[Instructions for the task]: Your task is to restate exactly the lines from the one holding "the person standing" to the end of the entries below, inclusive.

[Entries supplied]:
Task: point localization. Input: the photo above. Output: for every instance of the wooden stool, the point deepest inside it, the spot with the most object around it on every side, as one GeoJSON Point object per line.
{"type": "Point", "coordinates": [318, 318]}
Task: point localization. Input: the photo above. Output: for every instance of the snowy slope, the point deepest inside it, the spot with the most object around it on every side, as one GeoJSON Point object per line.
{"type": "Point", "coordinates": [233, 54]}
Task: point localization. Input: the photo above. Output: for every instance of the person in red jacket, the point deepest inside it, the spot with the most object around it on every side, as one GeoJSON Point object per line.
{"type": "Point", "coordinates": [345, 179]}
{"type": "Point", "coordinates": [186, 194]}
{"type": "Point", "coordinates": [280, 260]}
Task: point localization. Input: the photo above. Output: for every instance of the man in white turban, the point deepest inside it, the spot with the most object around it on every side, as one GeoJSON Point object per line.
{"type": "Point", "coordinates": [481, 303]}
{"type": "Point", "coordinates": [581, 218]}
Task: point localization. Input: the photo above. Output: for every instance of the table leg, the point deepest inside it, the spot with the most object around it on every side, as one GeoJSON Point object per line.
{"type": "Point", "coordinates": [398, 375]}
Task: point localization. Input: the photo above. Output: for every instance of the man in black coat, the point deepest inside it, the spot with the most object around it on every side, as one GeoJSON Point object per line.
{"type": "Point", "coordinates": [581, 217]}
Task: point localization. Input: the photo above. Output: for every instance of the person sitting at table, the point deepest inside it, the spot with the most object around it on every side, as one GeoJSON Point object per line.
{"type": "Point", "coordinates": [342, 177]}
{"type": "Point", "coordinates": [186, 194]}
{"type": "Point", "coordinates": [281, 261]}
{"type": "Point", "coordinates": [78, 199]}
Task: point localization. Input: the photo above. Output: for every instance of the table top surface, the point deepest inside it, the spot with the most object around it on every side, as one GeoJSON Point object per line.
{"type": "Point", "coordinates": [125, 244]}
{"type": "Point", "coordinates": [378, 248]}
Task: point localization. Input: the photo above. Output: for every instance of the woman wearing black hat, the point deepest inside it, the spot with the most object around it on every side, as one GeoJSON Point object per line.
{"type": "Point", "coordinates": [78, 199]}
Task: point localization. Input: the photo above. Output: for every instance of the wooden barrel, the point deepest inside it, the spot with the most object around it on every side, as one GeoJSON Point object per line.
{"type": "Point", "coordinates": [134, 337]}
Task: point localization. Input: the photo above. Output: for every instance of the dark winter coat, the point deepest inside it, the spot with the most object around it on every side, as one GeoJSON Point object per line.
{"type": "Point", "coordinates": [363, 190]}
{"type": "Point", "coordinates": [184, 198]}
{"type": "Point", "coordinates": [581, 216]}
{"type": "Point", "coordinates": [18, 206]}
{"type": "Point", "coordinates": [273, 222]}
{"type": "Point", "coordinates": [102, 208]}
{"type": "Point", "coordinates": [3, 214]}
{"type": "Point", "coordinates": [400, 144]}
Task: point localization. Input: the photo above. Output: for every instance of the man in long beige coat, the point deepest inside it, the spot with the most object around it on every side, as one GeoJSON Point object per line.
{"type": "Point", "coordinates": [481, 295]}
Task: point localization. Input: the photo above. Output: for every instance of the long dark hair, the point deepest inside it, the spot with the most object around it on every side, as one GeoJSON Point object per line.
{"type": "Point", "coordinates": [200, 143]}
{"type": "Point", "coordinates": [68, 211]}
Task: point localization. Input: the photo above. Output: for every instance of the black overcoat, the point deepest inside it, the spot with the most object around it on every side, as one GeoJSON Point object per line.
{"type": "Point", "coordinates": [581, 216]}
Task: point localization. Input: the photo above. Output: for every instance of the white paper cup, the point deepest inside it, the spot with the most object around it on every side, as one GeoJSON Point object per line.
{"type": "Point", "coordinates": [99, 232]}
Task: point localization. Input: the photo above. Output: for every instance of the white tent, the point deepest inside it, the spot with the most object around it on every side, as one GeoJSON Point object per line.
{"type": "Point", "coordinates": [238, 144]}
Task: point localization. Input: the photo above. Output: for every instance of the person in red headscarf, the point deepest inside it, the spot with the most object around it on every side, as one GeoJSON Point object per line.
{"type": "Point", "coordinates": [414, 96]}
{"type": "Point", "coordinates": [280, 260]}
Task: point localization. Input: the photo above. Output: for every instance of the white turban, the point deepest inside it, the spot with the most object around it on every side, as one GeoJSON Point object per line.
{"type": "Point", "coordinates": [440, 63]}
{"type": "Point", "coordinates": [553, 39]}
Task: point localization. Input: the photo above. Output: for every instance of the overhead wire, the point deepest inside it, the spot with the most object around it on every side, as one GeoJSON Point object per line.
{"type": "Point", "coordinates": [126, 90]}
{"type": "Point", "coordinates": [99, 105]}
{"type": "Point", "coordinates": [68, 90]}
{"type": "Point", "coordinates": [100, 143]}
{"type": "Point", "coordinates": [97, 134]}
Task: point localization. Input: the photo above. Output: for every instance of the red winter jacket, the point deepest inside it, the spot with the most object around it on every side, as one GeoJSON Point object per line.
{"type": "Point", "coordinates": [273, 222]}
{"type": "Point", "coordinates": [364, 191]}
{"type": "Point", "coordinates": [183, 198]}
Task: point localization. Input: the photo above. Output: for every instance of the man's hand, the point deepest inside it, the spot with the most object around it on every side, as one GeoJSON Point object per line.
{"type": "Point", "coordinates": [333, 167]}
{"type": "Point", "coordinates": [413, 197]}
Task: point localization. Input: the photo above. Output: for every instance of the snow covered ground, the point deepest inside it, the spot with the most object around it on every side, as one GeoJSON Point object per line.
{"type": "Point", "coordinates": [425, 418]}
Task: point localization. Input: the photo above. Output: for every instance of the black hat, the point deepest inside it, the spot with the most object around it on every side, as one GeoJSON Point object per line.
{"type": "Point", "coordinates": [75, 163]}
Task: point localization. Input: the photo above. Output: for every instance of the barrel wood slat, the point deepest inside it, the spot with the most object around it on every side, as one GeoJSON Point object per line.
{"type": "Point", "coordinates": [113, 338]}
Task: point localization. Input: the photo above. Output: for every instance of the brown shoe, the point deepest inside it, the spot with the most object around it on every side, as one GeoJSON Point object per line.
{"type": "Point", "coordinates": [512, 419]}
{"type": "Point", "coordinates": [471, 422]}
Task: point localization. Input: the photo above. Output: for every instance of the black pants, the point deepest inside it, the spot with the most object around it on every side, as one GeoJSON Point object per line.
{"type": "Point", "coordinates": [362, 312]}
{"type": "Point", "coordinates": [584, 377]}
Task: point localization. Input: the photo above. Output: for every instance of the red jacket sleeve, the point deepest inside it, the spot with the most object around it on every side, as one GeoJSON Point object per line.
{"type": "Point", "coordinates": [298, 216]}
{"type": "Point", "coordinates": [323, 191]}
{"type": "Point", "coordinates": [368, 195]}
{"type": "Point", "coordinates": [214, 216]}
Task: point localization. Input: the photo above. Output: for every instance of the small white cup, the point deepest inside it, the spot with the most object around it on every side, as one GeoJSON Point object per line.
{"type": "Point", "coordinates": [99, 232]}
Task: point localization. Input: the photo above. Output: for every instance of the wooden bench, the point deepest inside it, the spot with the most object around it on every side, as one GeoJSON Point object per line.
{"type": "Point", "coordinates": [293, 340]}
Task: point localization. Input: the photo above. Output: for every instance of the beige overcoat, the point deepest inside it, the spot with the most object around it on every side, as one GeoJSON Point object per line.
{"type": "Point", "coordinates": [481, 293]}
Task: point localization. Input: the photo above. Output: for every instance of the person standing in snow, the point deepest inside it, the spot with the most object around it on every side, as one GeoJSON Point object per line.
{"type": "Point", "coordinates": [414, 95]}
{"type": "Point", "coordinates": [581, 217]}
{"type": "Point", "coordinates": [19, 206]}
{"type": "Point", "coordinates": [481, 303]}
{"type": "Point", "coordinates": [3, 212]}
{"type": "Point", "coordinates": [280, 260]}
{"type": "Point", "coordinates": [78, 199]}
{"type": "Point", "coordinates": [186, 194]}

[Expected output]:
Task: point localization. Input: the photo above. Output: for every instance of the person standing in snow, the point deepest inside it, the spot with the most object around it on every side, as one GeoJSON Point object per line.
{"type": "Point", "coordinates": [414, 95]}
{"type": "Point", "coordinates": [581, 217]}
{"type": "Point", "coordinates": [19, 206]}
{"type": "Point", "coordinates": [481, 303]}
{"type": "Point", "coordinates": [3, 212]}
{"type": "Point", "coordinates": [280, 260]}
{"type": "Point", "coordinates": [78, 199]}
{"type": "Point", "coordinates": [186, 194]}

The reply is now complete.